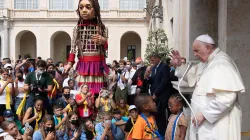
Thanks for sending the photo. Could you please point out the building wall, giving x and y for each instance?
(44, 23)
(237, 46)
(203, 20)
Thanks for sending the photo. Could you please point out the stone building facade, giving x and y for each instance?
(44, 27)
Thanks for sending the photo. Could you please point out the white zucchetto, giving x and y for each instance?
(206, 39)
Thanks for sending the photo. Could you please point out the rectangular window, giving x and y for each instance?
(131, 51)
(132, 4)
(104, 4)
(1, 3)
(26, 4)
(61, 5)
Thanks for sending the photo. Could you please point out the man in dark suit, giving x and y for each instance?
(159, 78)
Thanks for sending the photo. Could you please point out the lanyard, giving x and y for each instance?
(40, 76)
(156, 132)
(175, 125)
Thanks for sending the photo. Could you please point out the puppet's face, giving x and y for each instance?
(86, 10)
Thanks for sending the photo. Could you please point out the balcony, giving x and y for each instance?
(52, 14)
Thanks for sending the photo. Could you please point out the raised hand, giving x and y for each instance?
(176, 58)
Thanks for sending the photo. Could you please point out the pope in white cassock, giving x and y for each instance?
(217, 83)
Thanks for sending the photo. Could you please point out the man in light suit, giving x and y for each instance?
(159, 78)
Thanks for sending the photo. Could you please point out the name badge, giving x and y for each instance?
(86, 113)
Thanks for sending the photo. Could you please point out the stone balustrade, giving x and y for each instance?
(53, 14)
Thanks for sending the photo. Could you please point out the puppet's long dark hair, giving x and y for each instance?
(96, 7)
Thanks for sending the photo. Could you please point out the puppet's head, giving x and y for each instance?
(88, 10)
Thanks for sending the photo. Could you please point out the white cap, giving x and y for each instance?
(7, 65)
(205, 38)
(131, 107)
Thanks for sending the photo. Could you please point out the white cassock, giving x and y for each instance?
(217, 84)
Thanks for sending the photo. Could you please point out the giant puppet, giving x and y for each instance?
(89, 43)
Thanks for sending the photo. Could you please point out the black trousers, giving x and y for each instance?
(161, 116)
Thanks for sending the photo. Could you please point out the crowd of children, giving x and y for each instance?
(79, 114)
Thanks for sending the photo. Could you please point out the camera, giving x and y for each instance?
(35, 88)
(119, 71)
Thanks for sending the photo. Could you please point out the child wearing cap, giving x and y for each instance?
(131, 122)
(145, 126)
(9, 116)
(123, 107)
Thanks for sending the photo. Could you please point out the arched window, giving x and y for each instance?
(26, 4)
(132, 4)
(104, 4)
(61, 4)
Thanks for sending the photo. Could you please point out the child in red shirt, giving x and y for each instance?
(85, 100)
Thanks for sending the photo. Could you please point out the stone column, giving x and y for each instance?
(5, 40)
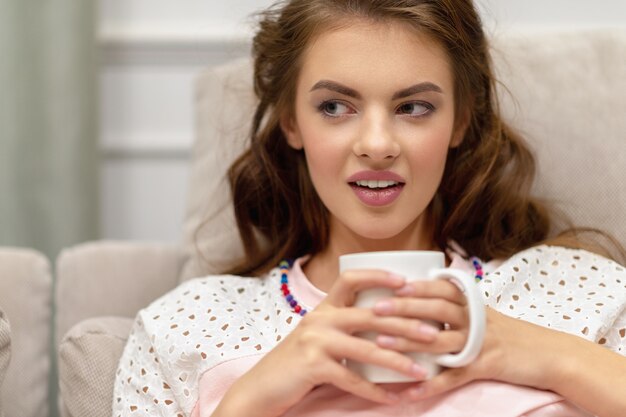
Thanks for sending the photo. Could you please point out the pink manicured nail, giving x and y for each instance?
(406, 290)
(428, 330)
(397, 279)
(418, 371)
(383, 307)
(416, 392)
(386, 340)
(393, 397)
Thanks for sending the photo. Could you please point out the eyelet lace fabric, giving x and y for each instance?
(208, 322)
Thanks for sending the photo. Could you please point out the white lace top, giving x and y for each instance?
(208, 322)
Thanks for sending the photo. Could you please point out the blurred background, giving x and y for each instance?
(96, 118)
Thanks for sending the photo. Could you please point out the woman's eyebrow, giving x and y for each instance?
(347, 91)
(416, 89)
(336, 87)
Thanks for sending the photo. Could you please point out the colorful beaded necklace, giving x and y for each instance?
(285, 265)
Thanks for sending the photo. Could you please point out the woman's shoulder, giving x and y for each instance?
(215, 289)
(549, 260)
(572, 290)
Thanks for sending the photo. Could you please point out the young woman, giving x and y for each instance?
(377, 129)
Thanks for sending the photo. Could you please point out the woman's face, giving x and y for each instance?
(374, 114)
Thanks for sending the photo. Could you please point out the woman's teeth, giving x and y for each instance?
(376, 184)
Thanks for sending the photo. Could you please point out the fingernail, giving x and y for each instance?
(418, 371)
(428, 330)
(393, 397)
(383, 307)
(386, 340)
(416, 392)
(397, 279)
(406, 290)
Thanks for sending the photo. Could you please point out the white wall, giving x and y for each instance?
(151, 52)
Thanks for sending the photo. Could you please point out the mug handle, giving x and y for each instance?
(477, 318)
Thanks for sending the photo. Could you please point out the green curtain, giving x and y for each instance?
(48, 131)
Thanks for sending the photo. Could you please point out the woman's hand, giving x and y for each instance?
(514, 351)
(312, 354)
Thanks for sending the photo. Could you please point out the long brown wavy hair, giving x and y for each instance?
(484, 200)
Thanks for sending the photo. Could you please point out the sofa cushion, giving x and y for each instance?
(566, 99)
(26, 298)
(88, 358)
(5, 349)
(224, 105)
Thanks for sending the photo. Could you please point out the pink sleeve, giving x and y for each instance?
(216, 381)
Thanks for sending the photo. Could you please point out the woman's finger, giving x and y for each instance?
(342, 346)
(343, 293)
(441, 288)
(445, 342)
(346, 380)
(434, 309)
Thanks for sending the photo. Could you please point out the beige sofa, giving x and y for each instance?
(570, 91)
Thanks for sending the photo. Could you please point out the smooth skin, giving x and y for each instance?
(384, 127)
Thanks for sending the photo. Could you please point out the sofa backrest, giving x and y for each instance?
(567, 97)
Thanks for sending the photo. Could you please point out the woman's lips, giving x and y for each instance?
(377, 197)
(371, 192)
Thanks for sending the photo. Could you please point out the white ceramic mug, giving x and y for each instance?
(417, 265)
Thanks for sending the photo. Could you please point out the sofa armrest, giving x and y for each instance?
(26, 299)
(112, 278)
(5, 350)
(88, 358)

:: EXERCISE BRIEF ::
Repeat the data exactly in full, omitting its pictures.

:: SOLUTION FOR THIS EXERCISE ::
Thanks for sending the photo. Could you please point out the building wall, giving x and y for each instance?
(44, 23)
(237, 46)
(203, 20)
Thanks for sending the photo. Could you please point out the stone building facade, giving x and y for each instance?
(44, 27)
Thanks for sending the photo. Could you please point out the white zucchetto, giving x and y for each instance?
(206, 39)
Thanks for sending the photo. Could you please point out the rectangular window, giving x and y for each instance?
(131, 51)
(132, 4)
(104, 4)
(1, 3)
(26, 4)
(61, 5)
Thanks for sending the photo. Could you please point out the man in dark suit, giving x and y for each instance?
(159, 78)
Thanks for sending the photo. Could you please point out the lanyard, giving x and y for each instance?
(40, 76)
(156, 132)
(175, 125)
Thanks for sending the photo. Could you please point out the puppet's face, giving x and y for each instance?
(86, 10)
Thanks for sending the photo. Could you please point out the balcony, giving x and y for each instance?
(52, 14)
Thanks for sending the photo. Could you please point out the raised hand, giving x and y for each instance?
(176, 58)
Thanks for sending the photo. Could you please point out the pope in white cassock, giving x and y for each instance?
(217, 83)
Thanks for sending the photo. Could you please point out the man in light suit, giving x and y for each instance?
(159, 78)
Thanks for sending the photo. Could you please point out the name badge, giving x and y for each instance?
(86, 113)
Thanks for sending the photo. Could you please point out the stone balustrade, giving x and y for each instance?
(53, 14)
Thanks for sending the photo. Could you please point out the puppet's long dark hair, giving x and y for each instance?
(96, 7)
Thanks for sending the photo. Could you please point out the puppet's head, giving x and y for each instance?
(88, 10)
Thanks for sending the photo. Could you please point out the white cap, giving x and y for each instance?
(7, 65)
(205, 38)
(131, 107)
Thanks for sending the photo. Could you please point out the white cassock, giving x and y for each instance?
(217, 84)
Thanks for sending the photo. Could you please point out the giant puppet, giving x and y for each instance?
(89, 43)
Thanks for sending the photo. Could you please point out the black trousers, giving x and y for each instance?
(161, 116)
Thanks for sending the photo. Could you please point out the crowd of children, giving x and y for each instance?
(79, 114)
Thanks for sending the photo. Could you please point out the camera, giving x and y for each instance?
(35, 88)
(119, 71)
Thanks for sending the photo. Could you please point out the child wearing cap, giving x and y for each instance?
(131, 122)
(145, 126)
(9, 116)
(123, 107)
Thanks for sending the photo. Could you please point out the arched window, giving x and y for each instance?
(26, 4)
(132, 4)
(104, 4)
(61, 4)
Thanks for sending the photo. Could you please point out the child in red shirt, giving x and y for each instance?
(85, 100)
Thanks for sending the photo. Could you please point out the stone column, giving x and y for each instance?
(5, 40)
Thanks for sending the photo. Could you please point out the pink manicured nail, giving x and y for each instance?
(406, 290)
(428, 330)
(397, 279)
(418, 371)
(383, 307)
(416, 392)
(386, 340)
(393, 397)
Thanks for sending the photo. Could you please point out the eyelet lace fabric, giving x and y for each instance?
(208, 322)
Thanks for sending the photo. Could you please point out the white lace top, giving x and y for each instance?
(208, 322)
Thanks for sending the photo. Could you please point out the blurred background, giving x and y for each instance?
(96, 118)
Thanks for sending the photo. Could you please point out the woman's eyebrow, giving x and y for each instance?
(347, 91)
(416, 89)
(336, 87)
Thanks for sending the photo. Could you please point out the colorful beaded necklace, giving x and y for each instance?
(285, 265)
Thanks for sending the photo. Could you please point out the woman's shoulder, giving x and y for each instance?
(215, 289)
(549, 260)
(572, 290)
Thanks for sending the photo. Could you please point out the young woman, giving x and y for each instance?
(377, 129)
Thanks for sending the photo. Could you please point out the woman's face, giving x and y for each instance?
(374, 114)
Thanks for sending the photo. Could you please point out the woman's teeth, giving x and y for each instance?
(376, 184)
Thanks for sending the photo. Could you please point out the fingernail, giving x and y for each instance?
(418, 371)
(428, 330)
(393, 397)
(383, 307)
(386, 340)
(416, 392)
(397, 279)
(406, 290)
Thanks for sending the photo. Could you please point out the white wall, giving x and y for each instance?
(151, 52)
Thanks for sending the photo. Could you please point out the mug handle, giving x and y for each instance?
(477, 318)
Thanks for sending the photo. Could you please point out the green curtain, giving x and y for each instance?
(48, 131)
Thanks for sending the photo. Could you please point out the woman's hand, giving x and y for each instance?
(514, 351)
(312, 354)
Thanks for sending the photo. Could you please point out the long brown wavy hair, giving x and y for each instance?
(484, 200)
Thanks for sending the photo. Could you please point out the sofa cushion, giving x and y for each instance?
(566, 99)
(26, 298)
(88, 358)
(5, 349)
(224, 105)
Thanks for sending the photo. Could you please point out the pink sleeve, giving x and y for each instance?
(216, 381)
Thanks for sending the photo. Could you please point out the woman's finger, giving x and y for each instance?
(342, 346)
(343, 293)
(441, 288)
(445, 342)
(346, 380)
(434, 309)
Thanks for sending the photo. Could you please point out the beige sofa, giving x and y for each instance?
(570, 91)
Thanks for sending the photo. Could you please point out the smooth skin, giving x and y for each instance?
(384, 127)
Thanks for sending the photo. Could you please point out the sofa backrest, giving x and y for each instance?
(567, 97)
Thanks for sending the photo. Could you please point out the woman's lips, giving x and y for each instance?
(377, 197)
(371, 192)
Thanks for sending the photo. Could you please point out the white ceramic mug, giving x and y for each instance?
(417, 265)
Thanks for sending the photo. Could you please point out the sofa armrest, giving x and y for each instance?
(26, 299)
(112, 278)
(5, 350)
(88, 358)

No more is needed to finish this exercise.